◆ Requirement ◆
Below are records to return verbatim; the pictures are to be dropped.

◆ Dataset entries ◆

== == ==

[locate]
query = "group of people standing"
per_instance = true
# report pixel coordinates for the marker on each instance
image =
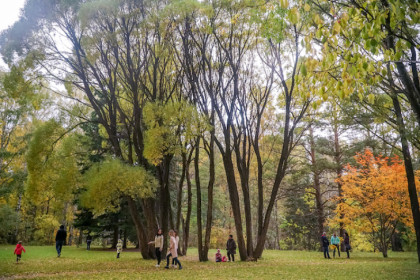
(335, 244)
(61, 236)
(172, 250)
(231, 251)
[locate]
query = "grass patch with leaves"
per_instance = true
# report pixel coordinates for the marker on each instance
(41, 262)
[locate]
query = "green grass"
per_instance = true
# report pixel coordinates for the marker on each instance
(77, 263)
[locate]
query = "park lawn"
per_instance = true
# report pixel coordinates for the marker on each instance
(77, 263)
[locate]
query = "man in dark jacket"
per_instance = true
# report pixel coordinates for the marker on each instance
(231, 248)
(60, 238)
(325, 243)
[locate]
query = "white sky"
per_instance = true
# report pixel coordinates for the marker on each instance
(9, 14)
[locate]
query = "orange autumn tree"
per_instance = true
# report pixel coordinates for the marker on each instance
(375, 198)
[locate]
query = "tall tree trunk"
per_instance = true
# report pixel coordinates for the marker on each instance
(186, 230)
(210, 188)
(411, 181)
(339, 173)
(317, 184)
(163, 174)
(141, 233)
(412, 91)
(115, 236)
(198, 189)
(234, 201)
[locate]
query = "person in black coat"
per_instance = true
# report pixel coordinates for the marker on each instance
(231, 248)
(88, 242)
(347, 244)
(60, 239)
(325, 243)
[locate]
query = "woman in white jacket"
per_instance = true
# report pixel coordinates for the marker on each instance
(158, 246)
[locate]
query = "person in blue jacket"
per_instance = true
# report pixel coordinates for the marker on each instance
(325, 243)
(335, 241)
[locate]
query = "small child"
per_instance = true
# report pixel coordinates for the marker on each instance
(119, 248)
(18, 251)
(218, 256)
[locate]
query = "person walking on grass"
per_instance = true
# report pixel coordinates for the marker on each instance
(60, 239)
(335, 241)
(177, 243)
(158, 246)
(231, 248)
(88, 242)
(18, 251)
(119, 248)
(347, 244)
(172, 251)
(325, 243)
(218, 256)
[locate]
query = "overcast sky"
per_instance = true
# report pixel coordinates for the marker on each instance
(9, 12)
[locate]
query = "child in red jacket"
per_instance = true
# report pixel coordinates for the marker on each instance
(18, 251)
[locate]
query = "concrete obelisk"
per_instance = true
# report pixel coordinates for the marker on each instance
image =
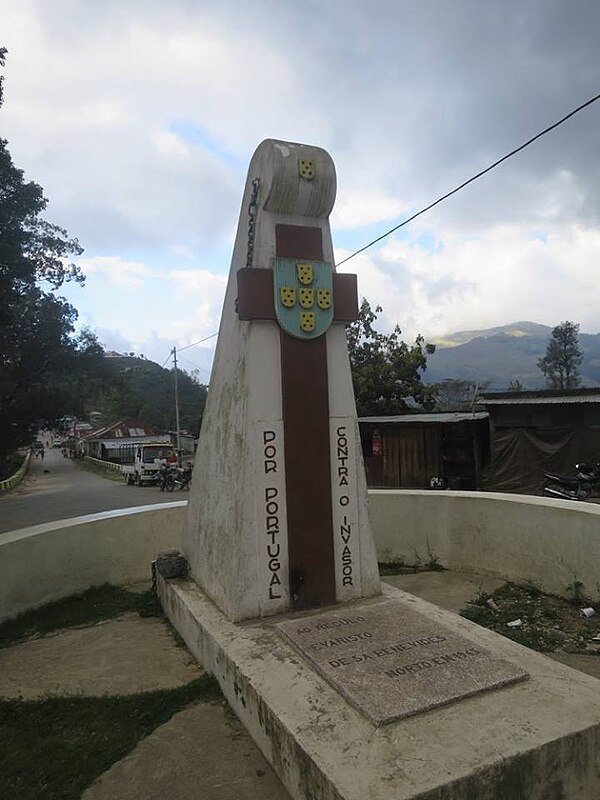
(277, 518)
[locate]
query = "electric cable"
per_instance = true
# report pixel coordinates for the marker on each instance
(473, 178)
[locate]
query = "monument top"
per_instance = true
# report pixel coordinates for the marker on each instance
(294, 179)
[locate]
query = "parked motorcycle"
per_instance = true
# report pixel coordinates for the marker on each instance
(163, 477)
(178, 478)
(580, 486)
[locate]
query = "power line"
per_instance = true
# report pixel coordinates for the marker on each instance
(474, 178)
(196, 366)
(206, 338)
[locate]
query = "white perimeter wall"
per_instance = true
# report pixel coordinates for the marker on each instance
(516, 537)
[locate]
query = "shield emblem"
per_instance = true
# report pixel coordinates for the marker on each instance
(303, 296)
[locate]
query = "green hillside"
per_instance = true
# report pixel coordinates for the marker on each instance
(500, 355)
(139, 388)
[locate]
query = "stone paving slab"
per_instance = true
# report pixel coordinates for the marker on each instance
(122, 656)
(453, 590)
(202, 752)
(391, 661)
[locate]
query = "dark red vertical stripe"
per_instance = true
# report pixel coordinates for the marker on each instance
(306, 436)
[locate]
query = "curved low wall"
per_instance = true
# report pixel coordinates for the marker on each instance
(515, 537)
(57, 559)
(520, 538)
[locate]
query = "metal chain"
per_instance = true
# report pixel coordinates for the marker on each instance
(252, 213)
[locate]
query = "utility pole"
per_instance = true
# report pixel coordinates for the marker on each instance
(174, 353)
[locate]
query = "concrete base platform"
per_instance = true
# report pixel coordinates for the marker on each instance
(535, 740)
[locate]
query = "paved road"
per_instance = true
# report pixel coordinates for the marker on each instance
(67, 490)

== == ==

◆ Solution ◆
[locate]
query = "group of people standing"
per_instance = true
# report pixel coordinates for the marker on each instance
image =
(335, 244)
(61, 236)
(172, 250)
(231, 251)
[locate]
query = "grass patch with leaves"
per_instance = true
# report pixel coordinates for the marker on each instance
(41, 262)
[locate]
query = "green grass"
per_instance = true
# report pixel coordinates for the marker on each instance
(77, 263)
[locate]
query = "park lawn"
per_instance = true
# report pixel coordinates for the marker on each instance
(77, 263)
[locate]
query = "man in dark jacket"
per_instance = true
# report pixel coordinates for the marker on each instance
(231, 248)
(60, 238)
(325, 243)
[locate]
query = "white sky"
per_instance = true
# report pixel coordinates for the marker on each instance
(9, 14)
[locate]
query = "orange autumn tree"
per_instance = true
# report pixel coordinates for the marker on each instance
(375, 198)
[locate]
query = "tall tree trunk"
per_instance = true
# report pixel coordinates for the marker on each instance
(186, 230)
(210, 188)
(411, 181)
(339, 173)
(317, 184)
(163, 174)
(141, 233)
(412, 91)
(115, 236)
(198, 189)
(234, 201)
[locate]
query = "person in black coat"
per_instance = true
# report pixel coordinates for the marker on each instance
(231, 248)
(88, 242)
(347, 244)
(60, 239)
(325, 243)
[locate]
query = "woman in white jacket"
per_instance = true
# report pixel coordinates for the marker on each instance
(158, 246)
[locate]
query = "person in blue jacket"
per_instance = true
# report pixel coordinates for the marker on each instance
(325, 243)
(335, 241)
[locate]
query = "small child"
per_instance = true
# report pixel coordinates for the marker on each instance
(119, 248)
(18, 251)
(218, 256)
[locate]
query = "person walking on grass"
per_instance = true
# report pixel coordinates for the marker on each instance
(60, 239)
(335, 241)
(177, 243)
(158, 246)
(231, 248)
(88, 242)
(18, 251)
(119, 248)
(347, 244)
(172, 251)
(325, 243)
(218, 256)
[locate]
query = "overcast sky"
per_instance = true
# report pixel coordinates for the marker on each instance
(9, 12)
[locate]
query = "child in red jacket"
per_instance = true
# report pixel coordinates for the marker on each instance
(18, 251)
[locate]
query = "concrete obelisk"
per_instance = true
# report pixel coordinates for the marker on each instance
image =
(277, 518)
[locate]
query = "electric cable"
per_instance = true
# report pixel coordinates for the marker on each instance
(473, 178)
[locate]
query = "monument top"
per_instance = true
# report pixel coordinates for the marker on each instance
(294, 179)
[locate]
query = "parked motorcycle"
per_instance = true
# report pixel coordinates for the marker on each instance
(163, 477)
(178, 478)
(580, 486)
[locate]
query = "power line"
per_instance = true
# report pixel coordinates for the marker on each instance
(474, 178)
(196, 366)
(206, 338)
[locate]
query = "white perimeter wall"
per_instance = true
# report pixel coordinates for the marker on each instance
(516, 537)
[locate]
query = "shield emblem"
per_instance = true
# report pixel coordinates for the marker on each instance
(303, 296)
[locate]
query = "green hillside"
per_instance = true
# report pixel coordinates for the marker on each instance
(500, 355)
(139, 388)
[locate]
query = "stone paving slab"
per_instance = true
# report pixel coordinates for the marker on each instance
(122, 656)
(453, 590)
(202, 752)
(391, 661)
[locate]
query = "dark red vertical stripe"
per_instance = true
# report pixel coordinates for the marker on each instance
(306, 436)
[locate]
query = "curved low wall"
per_instance = true
# report pixel coordinates for the marker on each instance
(515, 537)
(57, 559)
(520, 538)
[locate]
query = "metal chain"
per_instance = true
# report pixel coordinates for the marker on each instance
(252, 213)
[locate]
query = "utility pole"
per_instance = true
# report pixel coordinates for the marker on each instance
(174, 353)
[locate]
query = "concrete base platform"
per_instance = true
# report pixel coordinates for the marker on each instance
(535, 740)
[locate]
query = "paved road"
per_instance = true
# report pixel coordinates for the marker on each instance
(67, 490)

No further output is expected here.